Requirement a
Rewrite the listing from the line containing "Task: pointing. Mark each instance of the dark" through the end of the listing, changing "single dot" to "single point" and keeping everything else the same.

Provided passage
##############################

Why Petrol Prices Do Not Drop Instantly

The 650,000 barrels-per-day refinery said the cost of processing crude already purchased at higher prices largely determines the price of Premium Motor Spirit (PMS), rather than daily fluctuations in global benchmark prices. According to the company, crude oil is typically purchased weeks or even months before refining under commercial agreements linked to monthly average pricing, not prevailing spot prices.

It explained that most of its crude is acquired using the Dated Brent pricing system, with additional expenses such as market premiums, freight charges and logistics significantly increasing the final landed cost. As a result, petroleum products currently leaving the refinery are largely produced from inventories bought when crude prices were considerably higher than current market levels.

Transparency on Crude Purchases and Pricing

To improve transparency, the refinery released detailed records of all crude cargoes received in May and June, outlining the grades purchased, shipment volumes and landed costs. The company said the disclosure was intended to provide a clearer understanding of the factors influencing its pricing decisions.

Despite the high feedstock costs, Dangote said it has reduced its ex-depot petrol price four times within the past month, with cumulative cuts exceeding N200 per litre, including the latest N50 per litre reduction. The refinery stated that it deliberately absorbed a significant portion of the increase in crude procurement costs instead of transferring the full burden to consumers.

##############################

Location labeling records:
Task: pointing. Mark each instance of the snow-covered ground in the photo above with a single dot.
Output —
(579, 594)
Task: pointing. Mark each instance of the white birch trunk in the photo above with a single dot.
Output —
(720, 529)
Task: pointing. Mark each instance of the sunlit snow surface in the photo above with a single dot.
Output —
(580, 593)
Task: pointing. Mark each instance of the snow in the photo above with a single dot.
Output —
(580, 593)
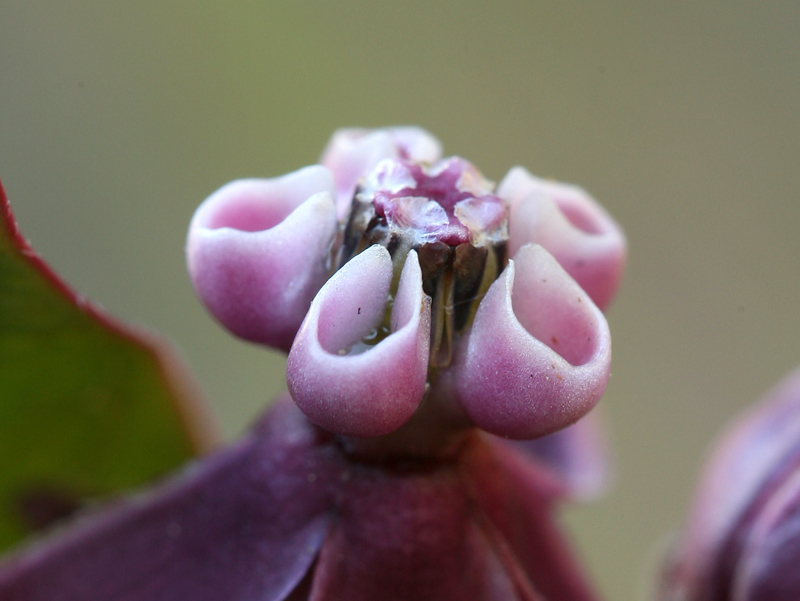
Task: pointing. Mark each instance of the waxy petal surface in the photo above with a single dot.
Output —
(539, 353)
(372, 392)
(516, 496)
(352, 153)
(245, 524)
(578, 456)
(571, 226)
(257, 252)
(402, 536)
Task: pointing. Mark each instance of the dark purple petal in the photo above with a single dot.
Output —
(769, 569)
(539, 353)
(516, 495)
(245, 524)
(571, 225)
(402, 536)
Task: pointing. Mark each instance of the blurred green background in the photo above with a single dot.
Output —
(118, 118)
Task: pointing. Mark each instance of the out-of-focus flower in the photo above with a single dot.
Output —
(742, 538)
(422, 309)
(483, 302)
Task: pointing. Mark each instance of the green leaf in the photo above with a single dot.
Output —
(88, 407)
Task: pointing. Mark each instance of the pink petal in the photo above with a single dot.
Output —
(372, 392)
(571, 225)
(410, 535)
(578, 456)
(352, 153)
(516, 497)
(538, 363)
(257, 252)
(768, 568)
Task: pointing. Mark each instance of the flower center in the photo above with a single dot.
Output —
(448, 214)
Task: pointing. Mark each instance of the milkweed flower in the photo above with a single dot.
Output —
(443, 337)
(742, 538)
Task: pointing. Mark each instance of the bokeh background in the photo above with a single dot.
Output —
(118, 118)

##############################

Requirement b
In the passage on petrol prices, how many times has Dangote reduced its ex-depot petrol price within the past month?

Result a
Task: pointing. Mark each instance of the dark purple petal in the photo above with a single point.
Output —
(769, 569)
(539, 353)
(516, 495)
(245, 524)
(571, 225)
(402, 536)
Task: pointing. Mark each instance of the blurred green background in the photo above with a single point.
Output —
(118, 118)
Task: pointing. Mark each instance of the out-of-focus flower in the photo above with a single point.
Output —
(742, 538)
(422, 309)
(483, 302)
Task: pointing. Mark each instance of the green leaf in the photo above with a single point.
Output —
(88, 407)
Task: pointing. Mark each instance of the pink petal in the photo above with a single point.
Output —
(372, 392)
(571, 225)
(410, 535)
(578, 456)
(352, 153)
(516, 497)
(538, 363)
(257, 252)
(768, 568)
Task: pointing. Mark each instance of the flower center in the photo above with a single point.
Output —
(448, 214)
Task: pointing. Mark each instance of the milkweed flower in the photo above with a single point.
Output —
(443, 337)
(742, 538)
Task: pointing. Mark each instance of the bokeh background in the photo above with a single point.
Output —
(118, 118)

Result b
Four times.